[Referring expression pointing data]
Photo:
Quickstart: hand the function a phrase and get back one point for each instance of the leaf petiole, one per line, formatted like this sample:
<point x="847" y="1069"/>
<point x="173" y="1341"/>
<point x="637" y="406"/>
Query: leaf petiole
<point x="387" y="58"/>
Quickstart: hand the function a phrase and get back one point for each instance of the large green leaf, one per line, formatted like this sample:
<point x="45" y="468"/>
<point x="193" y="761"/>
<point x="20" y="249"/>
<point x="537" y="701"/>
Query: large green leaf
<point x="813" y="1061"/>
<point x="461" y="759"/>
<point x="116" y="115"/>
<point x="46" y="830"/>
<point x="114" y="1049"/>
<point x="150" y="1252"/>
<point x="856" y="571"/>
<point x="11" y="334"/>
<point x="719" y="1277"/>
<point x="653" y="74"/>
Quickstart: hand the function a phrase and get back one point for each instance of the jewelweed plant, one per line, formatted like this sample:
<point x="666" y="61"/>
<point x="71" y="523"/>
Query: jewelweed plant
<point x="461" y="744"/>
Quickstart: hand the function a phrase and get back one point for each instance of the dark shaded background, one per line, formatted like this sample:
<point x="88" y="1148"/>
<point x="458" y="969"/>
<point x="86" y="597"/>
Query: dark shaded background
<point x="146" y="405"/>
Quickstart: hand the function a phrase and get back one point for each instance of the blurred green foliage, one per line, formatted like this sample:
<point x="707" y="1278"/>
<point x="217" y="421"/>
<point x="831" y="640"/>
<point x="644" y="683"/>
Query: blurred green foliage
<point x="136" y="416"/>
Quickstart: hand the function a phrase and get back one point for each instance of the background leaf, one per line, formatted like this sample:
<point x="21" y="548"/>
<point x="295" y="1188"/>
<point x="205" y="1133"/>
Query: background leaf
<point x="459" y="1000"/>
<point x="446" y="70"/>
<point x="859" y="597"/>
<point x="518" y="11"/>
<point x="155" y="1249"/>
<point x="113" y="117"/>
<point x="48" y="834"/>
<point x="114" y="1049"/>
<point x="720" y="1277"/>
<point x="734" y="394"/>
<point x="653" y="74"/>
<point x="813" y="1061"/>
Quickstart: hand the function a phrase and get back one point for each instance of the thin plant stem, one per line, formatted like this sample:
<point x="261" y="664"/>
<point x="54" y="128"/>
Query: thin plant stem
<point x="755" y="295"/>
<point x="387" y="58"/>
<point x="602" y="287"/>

= Work required =
Each record must be reproduced exactly, with nothing missing.

= Result for this task =
Photo:
Quickstart: hand the function a phrase and get back one point for each instance of the leaf petiole, one per line, formatted like this sample:
<point x="847" y="1069"/>
<point x="173" y="1341"/>
<point x="637" y="406"/>
Query: leaf petiole
<point x="387" y="58"/>
Quickstart: hand the function a phrase and get back one point for each instance of the large green leaf, one per line, formatted like this sample:
<point x="45" y="468"/>
<point x="193" y="761"/>
<point x="20" y="249"/>
<point x="537" y="701"/>
Query: large green leaf
<point x="813" y="1061"/>
<point x="461" y="759"/>
<point x="116" y="115"/>
<point x="46" y="830"/>
<point x="114" y="1049"/>
<point x="150" y="1252"/>
<point x="856" y="571"/>
<point x="11" y="334"/>
<point x="719" y="1277"/>
<point x="653" y="74"/>
Quickstart: hand the function a phrase and get back one point for each instance of the jewelweed plant, one per line, formatted like this sample:
<point x="666" y="61"/>
<point x="71" y="523"/>
Query: jewelweed plant
<point x="461" y="744"/>
Quickstart: hand the function a phrase and get back one point for each instance of the dark shaded background, one per line, formatted like this sample:
<point x="88" y="1148"/>
<point x="458" y="969"/>
<point x="86" y="597"/>
Query: dark shaded background
<point x="146" y="405"/>
Quickstart: hand the function a phrase and get back one point for each instance of the blurred green foliage, one per line, formatted like this sample:
<point x="707" y="1278"/>
<point x="217" y="421"/>
<point x="831" y="640"/>
<point x="644" y="683"/>
Query: blurred green foliage
<point x="136" y="416"/>
Quickstart: hand the function a phrase and get back one point for each instance of the background leaf, one per line, formatted like this sample:
<point x="21" y="548"/>
<point x="295" y="1188"/>
<point x="205" y="1133"/>
Query: background leaf
<point x="459" y="1000"/>
<point x="446" y="70"/>
<point x="859" y="597"/>
<point x="518" y="11"/>
<point x="155" y="1249"/>
<point x="113" y="117"/>
<point x="48" y="834"/>
<point x="114" y="1049"/>
<point x="720" y="1277"/>
<point x="734" y="394"/>
<point x="653" y="74"/>
<point x="813" y="1061"/>
Quickstart: hand the function a phrase and get back one point for each instance of the thin plant stem, one per line, formatted like this sample:
<point x="261" y="664"/>
<point x="54" y="128"/>
Query: thin plant stem
<point x="755" y="295"/>
<point x="387" y="58"/>
<point x="602" y="287"/>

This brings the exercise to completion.